Selected text:
......

Fuck Yes!; An interview with Alex Weinhardt of Six Gallery

Like many good things that burn white hot, Columbus, Ohio progressive indie rock titans Six Gallery were a raging behemoth of finger tapped guitars, bone shaking rhythms and heartswelling melodies that blazed a blinding trail for a few years before eventually flaming out. Before they did, they released a handful of twinkling instrumental EPs, an influential, before-its-time full-length, titled Breakthroughs In Modern Art (via Superball Music, home of …And They Will Know Us By The Trail of Dead), and left fans in DIY venues and bars around the Midwest breathless.

It’s been nearly a decade since the band called it quits and few expected to hear from the band again…until they announced a reunion and vinyl reissue of Breakthroughs In Modern Art earlier this year. Joined by vocalist Phillip Cogley of The Saturday Giant, the band has lined up a few special appearances for Fall 2017.

Ghettoblaster recently caught up with Six Gallery bassist Alex Weinhardt who provided what amounts to a complete oral history of the band. This is what he told us.

Six Gallery came together while you were students at Ohio University, right? How did that happen?

Ben Schreiber and I [Alex Weinhardt] played in a band called And the Sun Went Out with Six Gallery’s original drummer, Samer [Almadini], from about 2003 to 2005 while students attending college at Ohio University. We were much more of an emo\screamo band, but this is the band that really laid the foundation for what would eventually become Six Gallery. During the summer of 2005 our singer made a decision to leave the band/school/Athens to pursue a music/acting career in L.A. It kind of came out of nowhere, and was somewhat devastating as we had really started to generate some momentum. We had done a few short tours and started to gain a steady following throughout Ohio and West Virginia and had yet to release anything proper.

At the time of our breakup, Ben had graduated and didn’t really have any reason to stay in Athens, so he moved back to Columbus to live with his parents and started working at a car wash. Samer and I still had a year or so left of school and decided to keep playing music one way or another. Samer’s roommate at the time [Will Vokac] had some songs written and Will was a fan of And the Sun Went Out. He brought the songs to Samer and they jammed a few times. Samer told me about the new project and asked if I would be interested in playing bass. We jammed a few times, and admittedly I was not into it from the beginning. It took a while for us to really find a sound/style that we all agreed on. We continued to write songs throughout the fall of 2005.

Ben came back to Athens one weekend to party/hang out/check out what we had been working on. We played the three or so songs for him and he immediately made the decision to quit his shitty job in Columbus and move back to Athens. He lived in a large closet in my house for the next nine months and worked at Pita Pit while we worked on what would end up being our first instrumental release, The Mathemequation of Scientifaction. This also solidified what would be the line-up of Six Gallery for the next three years and first two instrumental EPs.

You were originally an instrumental band. When did you decide to pursue a vocalist?

......

(Entries from a pointing dataset)
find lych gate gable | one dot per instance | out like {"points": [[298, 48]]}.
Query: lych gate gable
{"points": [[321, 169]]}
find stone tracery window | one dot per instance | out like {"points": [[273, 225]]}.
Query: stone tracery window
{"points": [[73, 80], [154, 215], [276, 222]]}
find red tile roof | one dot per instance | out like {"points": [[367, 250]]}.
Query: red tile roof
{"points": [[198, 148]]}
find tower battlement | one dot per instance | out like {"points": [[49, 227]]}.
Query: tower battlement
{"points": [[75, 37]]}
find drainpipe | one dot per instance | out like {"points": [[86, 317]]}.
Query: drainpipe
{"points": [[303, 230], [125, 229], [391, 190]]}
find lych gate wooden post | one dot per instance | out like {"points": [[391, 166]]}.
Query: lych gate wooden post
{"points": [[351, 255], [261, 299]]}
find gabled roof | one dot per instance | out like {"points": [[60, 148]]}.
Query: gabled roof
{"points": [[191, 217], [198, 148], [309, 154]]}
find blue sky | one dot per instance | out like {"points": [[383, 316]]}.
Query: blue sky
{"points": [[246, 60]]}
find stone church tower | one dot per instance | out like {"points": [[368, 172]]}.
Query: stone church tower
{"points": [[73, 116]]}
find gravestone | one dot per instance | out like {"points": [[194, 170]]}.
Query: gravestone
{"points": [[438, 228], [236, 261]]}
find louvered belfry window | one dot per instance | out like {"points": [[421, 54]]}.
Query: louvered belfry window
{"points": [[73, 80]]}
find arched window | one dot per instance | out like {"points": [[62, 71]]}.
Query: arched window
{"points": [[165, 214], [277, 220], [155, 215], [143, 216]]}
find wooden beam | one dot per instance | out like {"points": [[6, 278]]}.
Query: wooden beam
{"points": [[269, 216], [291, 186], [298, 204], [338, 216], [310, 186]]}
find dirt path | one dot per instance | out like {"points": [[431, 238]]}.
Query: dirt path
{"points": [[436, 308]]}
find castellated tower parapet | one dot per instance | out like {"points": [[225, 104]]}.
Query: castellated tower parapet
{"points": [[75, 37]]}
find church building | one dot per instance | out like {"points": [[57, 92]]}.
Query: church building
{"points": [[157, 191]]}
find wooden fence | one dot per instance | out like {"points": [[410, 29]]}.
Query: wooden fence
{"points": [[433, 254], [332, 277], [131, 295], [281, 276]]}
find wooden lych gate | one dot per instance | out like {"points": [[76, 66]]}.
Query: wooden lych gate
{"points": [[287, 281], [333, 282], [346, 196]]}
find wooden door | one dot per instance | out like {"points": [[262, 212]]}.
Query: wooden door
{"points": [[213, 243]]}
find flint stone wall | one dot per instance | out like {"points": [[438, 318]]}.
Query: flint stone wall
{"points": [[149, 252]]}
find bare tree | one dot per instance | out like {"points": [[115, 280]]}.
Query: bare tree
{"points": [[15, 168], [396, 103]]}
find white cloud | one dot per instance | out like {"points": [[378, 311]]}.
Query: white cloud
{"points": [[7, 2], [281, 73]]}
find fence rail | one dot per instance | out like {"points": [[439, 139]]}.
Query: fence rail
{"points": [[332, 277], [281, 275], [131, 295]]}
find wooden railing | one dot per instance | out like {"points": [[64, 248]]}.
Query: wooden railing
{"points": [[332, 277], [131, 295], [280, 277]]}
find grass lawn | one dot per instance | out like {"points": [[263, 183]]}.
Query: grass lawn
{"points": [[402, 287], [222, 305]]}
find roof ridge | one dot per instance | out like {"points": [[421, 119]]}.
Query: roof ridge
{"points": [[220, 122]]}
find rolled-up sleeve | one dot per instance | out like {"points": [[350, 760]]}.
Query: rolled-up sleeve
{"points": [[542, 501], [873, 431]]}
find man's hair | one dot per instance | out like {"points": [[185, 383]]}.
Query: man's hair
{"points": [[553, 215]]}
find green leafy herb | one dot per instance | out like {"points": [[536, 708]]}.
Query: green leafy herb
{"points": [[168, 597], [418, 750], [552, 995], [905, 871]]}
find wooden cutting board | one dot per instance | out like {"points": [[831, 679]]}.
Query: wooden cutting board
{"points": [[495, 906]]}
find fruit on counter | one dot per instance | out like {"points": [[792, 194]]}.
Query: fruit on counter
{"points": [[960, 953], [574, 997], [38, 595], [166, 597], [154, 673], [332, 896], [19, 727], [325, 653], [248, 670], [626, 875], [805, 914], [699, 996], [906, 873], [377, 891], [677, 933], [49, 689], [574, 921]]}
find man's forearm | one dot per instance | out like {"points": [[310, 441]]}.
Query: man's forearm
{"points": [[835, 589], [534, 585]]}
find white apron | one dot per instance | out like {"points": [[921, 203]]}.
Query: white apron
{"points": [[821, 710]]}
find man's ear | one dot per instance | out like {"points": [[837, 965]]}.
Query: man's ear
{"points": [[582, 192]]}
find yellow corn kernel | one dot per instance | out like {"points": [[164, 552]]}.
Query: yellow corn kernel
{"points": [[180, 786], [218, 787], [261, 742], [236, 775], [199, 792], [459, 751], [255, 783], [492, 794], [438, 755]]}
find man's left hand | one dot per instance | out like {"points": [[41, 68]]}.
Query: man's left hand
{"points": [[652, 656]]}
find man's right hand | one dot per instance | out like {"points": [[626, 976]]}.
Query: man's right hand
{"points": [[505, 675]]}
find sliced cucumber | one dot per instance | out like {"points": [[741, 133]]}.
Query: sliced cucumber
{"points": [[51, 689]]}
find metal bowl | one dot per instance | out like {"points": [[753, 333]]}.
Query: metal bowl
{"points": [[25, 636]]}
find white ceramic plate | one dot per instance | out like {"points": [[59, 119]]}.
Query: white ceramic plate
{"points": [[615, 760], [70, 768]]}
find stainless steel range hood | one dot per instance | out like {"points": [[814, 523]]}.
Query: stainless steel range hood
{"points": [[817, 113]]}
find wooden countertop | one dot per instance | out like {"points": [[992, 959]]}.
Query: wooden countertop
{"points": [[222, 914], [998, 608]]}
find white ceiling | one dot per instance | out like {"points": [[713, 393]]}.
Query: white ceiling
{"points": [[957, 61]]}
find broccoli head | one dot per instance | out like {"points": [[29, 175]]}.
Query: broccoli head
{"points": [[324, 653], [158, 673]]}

......

Parts of the exercise:
(a) Reproduce the passage of the Six Gallery interview from "Ghettoblaster recently caught" to "he told us.", word for word.
(b) Decide whether each statement agrees with the Six Gallery interview, answering yes or no and quoting the words that settle it: (i) After And the Sun Went Out broke up, Ben Schreiber took a job at a car wash in Columbus. (ii) Alex Weinhardt liked the new project with Samer and Will from the very first jam. (iii) Breakthroughs In Modern Art came out on Superball Music.
The items are material separate from the Six Gallery interview.

Solutions per task:
(a)
Ghettoblaster recently caught up with Six Gallery bassist Alex Weinhardt who provided what amounts to a complete oral history of the band. This is what he told us.

(b)
(i) Yes: "he moved back to Columbus to live with his parents and started working at a car wash."
(ii) No: "admittedly I was not into it from the beginning."
(iii) Yes: "titled Breakthroughs In Modern Art (via Superball Music, home of …And They Will Know Us By The Trail of Dead)"